— Work to complete —
Repeat verbatim every line of the material, beginning at the line that holds "Guideline: the keypoint for each instance of the hillside" and ending at its last line.

— Extracted entries —
====================

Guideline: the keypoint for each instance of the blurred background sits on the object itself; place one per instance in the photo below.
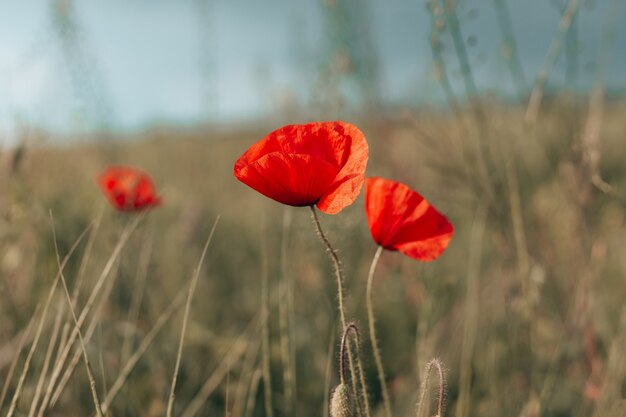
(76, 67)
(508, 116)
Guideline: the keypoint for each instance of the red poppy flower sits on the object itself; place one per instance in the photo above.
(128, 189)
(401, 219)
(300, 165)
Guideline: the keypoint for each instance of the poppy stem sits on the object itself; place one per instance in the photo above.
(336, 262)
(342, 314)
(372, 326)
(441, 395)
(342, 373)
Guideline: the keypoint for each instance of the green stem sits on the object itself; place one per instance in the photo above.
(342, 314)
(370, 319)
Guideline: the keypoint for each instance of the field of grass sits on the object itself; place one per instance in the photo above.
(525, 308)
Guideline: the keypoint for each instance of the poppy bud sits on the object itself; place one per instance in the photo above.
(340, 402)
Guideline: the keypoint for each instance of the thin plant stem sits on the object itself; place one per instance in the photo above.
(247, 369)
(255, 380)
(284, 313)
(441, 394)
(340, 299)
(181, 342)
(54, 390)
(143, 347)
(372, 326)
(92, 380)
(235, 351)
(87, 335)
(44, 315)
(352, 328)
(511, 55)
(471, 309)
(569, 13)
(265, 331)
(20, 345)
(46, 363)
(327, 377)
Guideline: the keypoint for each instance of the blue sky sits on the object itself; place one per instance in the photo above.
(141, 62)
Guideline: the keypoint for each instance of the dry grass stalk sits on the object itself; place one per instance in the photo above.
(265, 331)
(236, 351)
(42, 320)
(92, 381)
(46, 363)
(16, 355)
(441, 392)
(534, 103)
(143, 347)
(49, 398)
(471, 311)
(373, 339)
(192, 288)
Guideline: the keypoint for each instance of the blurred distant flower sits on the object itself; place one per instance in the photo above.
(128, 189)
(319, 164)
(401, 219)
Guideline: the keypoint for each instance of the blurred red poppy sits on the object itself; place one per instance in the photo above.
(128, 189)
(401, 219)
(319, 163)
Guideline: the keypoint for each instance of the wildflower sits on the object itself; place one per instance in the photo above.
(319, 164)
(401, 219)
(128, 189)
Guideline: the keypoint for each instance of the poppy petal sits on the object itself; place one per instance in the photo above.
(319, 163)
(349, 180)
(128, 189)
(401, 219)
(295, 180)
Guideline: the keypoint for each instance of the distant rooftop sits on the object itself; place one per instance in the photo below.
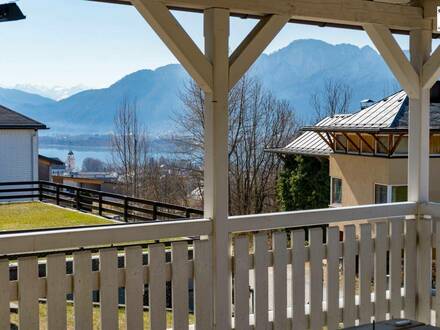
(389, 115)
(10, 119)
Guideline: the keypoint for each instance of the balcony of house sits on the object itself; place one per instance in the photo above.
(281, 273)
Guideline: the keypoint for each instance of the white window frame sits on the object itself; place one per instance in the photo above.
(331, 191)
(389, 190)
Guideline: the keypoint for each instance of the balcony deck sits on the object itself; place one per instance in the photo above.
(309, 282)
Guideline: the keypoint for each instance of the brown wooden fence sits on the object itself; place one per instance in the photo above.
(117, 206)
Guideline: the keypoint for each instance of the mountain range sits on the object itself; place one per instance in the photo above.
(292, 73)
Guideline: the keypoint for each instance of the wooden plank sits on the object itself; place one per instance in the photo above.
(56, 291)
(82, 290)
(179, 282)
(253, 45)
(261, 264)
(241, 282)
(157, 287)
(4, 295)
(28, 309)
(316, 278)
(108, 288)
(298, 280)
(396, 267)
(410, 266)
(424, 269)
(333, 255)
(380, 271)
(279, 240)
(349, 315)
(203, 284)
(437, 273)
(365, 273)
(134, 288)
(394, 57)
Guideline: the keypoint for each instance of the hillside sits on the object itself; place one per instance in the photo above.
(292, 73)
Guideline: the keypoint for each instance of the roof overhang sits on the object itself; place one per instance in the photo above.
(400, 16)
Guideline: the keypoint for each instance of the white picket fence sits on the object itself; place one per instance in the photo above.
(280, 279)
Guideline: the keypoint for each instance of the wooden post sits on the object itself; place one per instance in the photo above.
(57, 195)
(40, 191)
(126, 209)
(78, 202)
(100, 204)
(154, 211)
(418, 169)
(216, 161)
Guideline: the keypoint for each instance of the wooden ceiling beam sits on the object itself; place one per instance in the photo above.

====================

— Exercise solution —
Guideline: the keypoint for each instance of the hillside sits on the object itself; place one per instance in the photo above.
(292, 73)
Guideline: the keypoint for each instance of the roof overhang sits on the object itself; place one per instance in the photo above.
(400, 16)
Guideline: the keypoint for each instance of the white picket fence sits on the object itself; place one per instance in the photo above.
(280, 279)
Guideline: the keypoint for each instance of the wooden post sits on the object itself; place one per instance in the photo above.
(57, 195)
(40, 191)
(126, 209)
(78, 202)
(100, 204)
(154, 211)
(418, 169)
(216, 161)
Guideline: the keypoint for each instance of the wooden ceiling beam sits on the object itself; place one per instance in the photo above.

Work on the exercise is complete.